-- EXERCISE BRIEF --
Select every line in the data below that contains the word "pink", matching case exactly, and copy each of those lines.

════════════════════

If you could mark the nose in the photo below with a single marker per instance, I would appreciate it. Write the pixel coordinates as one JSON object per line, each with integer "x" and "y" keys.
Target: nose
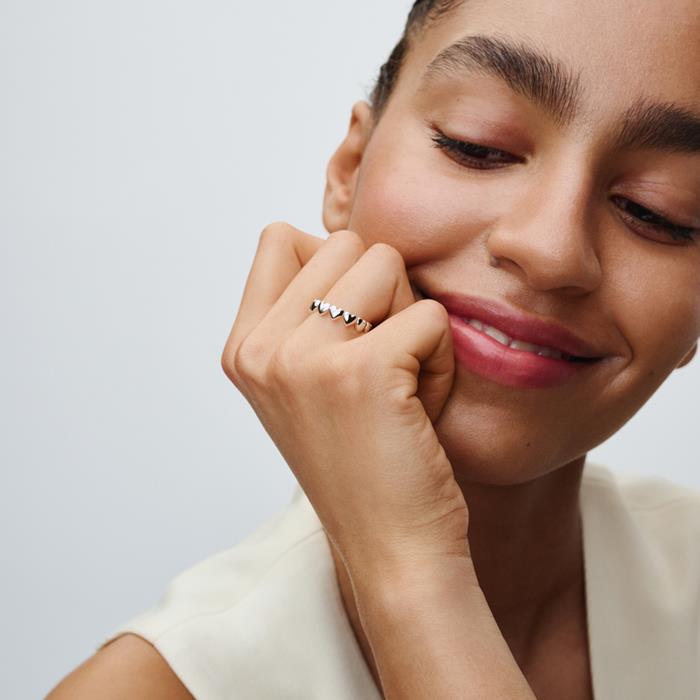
{"x": 549, "y": 237}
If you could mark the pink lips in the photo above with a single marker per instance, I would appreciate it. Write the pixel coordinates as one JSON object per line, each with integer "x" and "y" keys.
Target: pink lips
{"x": 518, "y": 324}
{"x": 488, "y": 358}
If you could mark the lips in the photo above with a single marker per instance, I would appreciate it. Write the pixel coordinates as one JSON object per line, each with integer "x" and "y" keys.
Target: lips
{"x": 518, "y": 324}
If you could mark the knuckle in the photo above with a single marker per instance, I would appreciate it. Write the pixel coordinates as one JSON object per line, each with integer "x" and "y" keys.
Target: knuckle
{"x": 390, "y": 254}
{"x": 247, "y": 362}
{"x": 434, "y": 310}
{"x": 275, "y": 231}
{"x": 342, "y": 374}
{"x": 288, "y": 364}
{"x": 351, "y": 239}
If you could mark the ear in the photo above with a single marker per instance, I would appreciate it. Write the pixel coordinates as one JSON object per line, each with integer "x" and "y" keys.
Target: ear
{"x": 688, "y": 357}
{"x": 343, "y": 168}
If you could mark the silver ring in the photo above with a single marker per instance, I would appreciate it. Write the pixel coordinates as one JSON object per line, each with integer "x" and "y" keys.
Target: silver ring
{"x": 324, "y": 307}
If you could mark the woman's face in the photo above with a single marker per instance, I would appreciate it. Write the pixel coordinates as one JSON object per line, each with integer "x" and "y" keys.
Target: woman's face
{"x": 556, "y": 209}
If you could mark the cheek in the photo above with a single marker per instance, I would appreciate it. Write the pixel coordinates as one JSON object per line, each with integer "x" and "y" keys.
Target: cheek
{"x": 659, "y": 314}
{"x": 411, "y": 205}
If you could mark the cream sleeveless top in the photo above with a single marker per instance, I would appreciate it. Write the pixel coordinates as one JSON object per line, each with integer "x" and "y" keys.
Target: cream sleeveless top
{"x": 265, "y": 619}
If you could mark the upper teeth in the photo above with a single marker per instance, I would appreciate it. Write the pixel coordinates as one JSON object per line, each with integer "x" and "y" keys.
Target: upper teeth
{"x": 501, "y": 337}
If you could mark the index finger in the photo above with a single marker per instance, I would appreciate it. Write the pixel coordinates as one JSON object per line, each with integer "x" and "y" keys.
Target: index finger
{"x": 276, "y": 269}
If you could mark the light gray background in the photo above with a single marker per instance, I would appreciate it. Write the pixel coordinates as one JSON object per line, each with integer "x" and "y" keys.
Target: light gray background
{"x": 143, "y": 146}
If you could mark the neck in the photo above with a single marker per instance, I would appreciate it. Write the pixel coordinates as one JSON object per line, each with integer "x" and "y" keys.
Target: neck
{"x": 527, "y": 548}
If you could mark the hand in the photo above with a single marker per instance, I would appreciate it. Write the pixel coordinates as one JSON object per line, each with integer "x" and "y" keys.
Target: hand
{"x": 352, "y": 413}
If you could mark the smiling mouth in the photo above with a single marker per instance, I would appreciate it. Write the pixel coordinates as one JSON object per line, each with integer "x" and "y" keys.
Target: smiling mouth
{"x": 420, "y": 294}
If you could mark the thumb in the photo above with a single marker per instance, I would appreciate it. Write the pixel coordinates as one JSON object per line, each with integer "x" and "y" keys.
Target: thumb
{"x": 421, "y": 339}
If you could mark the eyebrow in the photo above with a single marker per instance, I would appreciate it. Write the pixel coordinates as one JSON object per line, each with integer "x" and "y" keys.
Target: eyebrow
{"x": 556, "y": 88}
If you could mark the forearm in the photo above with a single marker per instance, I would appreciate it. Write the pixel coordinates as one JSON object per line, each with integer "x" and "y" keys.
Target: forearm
{"x": 437, "y": 638}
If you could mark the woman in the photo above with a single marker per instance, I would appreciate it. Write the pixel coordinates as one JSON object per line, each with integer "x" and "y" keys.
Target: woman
{"x": 513, "y": 271}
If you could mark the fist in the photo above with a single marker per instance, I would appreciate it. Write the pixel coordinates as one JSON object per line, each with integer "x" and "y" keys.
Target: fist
{"x": 352, "y": 413}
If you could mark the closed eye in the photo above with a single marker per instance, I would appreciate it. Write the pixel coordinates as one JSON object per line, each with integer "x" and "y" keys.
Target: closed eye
{"x": 471, "y": 154}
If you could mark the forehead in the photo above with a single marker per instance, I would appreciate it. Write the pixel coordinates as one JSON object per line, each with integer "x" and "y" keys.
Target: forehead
{"x": 614, "y": 53}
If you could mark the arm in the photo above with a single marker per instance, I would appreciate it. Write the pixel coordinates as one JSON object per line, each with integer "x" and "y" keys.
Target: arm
{"x": 128, "y": 667}
{"x": 435, "y": 636}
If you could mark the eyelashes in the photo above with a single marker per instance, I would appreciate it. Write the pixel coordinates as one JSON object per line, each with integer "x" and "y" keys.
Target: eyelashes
{"x": 471, "y": 154}
{"x": 478, "y": 157}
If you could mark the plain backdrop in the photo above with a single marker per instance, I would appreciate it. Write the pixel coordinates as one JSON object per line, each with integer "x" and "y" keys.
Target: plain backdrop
{"x": 143, "y": 146}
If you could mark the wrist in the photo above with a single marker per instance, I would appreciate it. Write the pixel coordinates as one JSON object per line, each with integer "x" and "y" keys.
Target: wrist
{"x": 404, "y": 588}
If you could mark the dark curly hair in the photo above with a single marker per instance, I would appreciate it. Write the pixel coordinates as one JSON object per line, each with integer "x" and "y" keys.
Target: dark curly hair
{"x": 422, "y": 14}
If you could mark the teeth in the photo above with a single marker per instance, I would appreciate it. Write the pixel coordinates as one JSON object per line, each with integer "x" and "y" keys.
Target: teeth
{"x": 504, "y": 339}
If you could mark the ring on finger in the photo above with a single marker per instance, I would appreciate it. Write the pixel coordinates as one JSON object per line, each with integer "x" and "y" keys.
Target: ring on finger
{"x": 324, "y": 307}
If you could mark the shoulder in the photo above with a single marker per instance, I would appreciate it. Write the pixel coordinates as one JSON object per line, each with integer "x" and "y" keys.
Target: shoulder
{"x": 127, "y": 667}
{"x": 231, "y": 623}
{"x": 649, "y": 516}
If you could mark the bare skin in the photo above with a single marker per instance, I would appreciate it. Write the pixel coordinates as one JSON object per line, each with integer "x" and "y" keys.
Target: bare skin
{"x": 565, "y": 252}
{"x": 128, "y": 667}
{"x": 518, "y": 459}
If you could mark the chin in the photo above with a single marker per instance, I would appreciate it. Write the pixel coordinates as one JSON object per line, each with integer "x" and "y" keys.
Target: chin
{"x": 489, "y": 451}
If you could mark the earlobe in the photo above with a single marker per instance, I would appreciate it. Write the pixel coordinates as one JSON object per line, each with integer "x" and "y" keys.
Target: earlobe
{"x": 688, "y": 357}
{"x": 343, "y": 169}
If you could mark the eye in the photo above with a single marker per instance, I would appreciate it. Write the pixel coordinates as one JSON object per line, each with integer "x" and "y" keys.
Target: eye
{"x": 471, "y": 154}
{"x": 650, "y": 221}
{"x": 478, "y": 157}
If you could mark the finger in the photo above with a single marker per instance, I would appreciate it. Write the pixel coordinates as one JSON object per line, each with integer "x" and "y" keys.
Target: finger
{"x": 281, "y": 252}
{"x": 419, "y": 341}
{"x": 375, "y": 287}
{"x": 332, "y": 260}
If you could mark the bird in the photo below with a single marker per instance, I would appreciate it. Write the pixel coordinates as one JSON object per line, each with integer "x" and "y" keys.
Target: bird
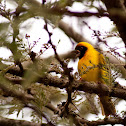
{"x": 92, "y": 68}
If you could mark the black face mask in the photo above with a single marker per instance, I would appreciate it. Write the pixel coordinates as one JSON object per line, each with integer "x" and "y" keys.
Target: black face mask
{"x": 82, "y": 50}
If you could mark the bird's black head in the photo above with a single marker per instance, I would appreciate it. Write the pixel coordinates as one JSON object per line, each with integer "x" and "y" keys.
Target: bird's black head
{"x": 82, "y": 50}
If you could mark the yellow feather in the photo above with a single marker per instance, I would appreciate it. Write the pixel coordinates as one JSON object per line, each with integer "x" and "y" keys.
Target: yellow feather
{"x": 91, "y": 67}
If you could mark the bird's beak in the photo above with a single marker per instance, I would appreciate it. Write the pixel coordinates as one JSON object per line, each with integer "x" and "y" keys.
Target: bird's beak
{"x": 77, "y": 53}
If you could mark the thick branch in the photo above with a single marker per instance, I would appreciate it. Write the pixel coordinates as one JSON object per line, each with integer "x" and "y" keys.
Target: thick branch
{"x": 117, "y": 13}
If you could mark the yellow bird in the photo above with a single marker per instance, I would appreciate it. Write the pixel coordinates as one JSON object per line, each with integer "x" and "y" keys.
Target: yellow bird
{"x": 91, "y": 67}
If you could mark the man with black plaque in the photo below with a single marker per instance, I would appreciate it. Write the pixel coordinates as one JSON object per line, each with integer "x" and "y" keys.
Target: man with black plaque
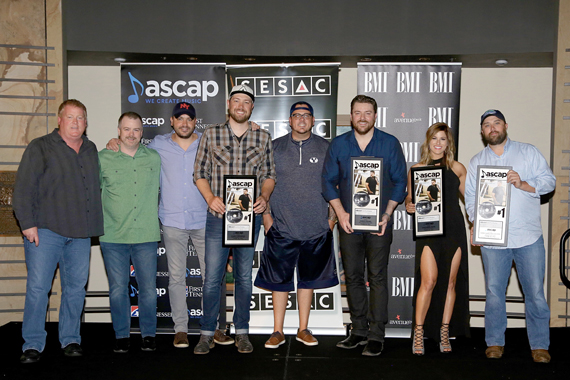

════════════════════

-- IN RESPONSE --
If you could mark the pink lips in the photo above with a single marker per instance, I would appreciate it. Write the pixel coordinates as one JSON object per line, each with integer "x" and "y" keys.
Target: pink lips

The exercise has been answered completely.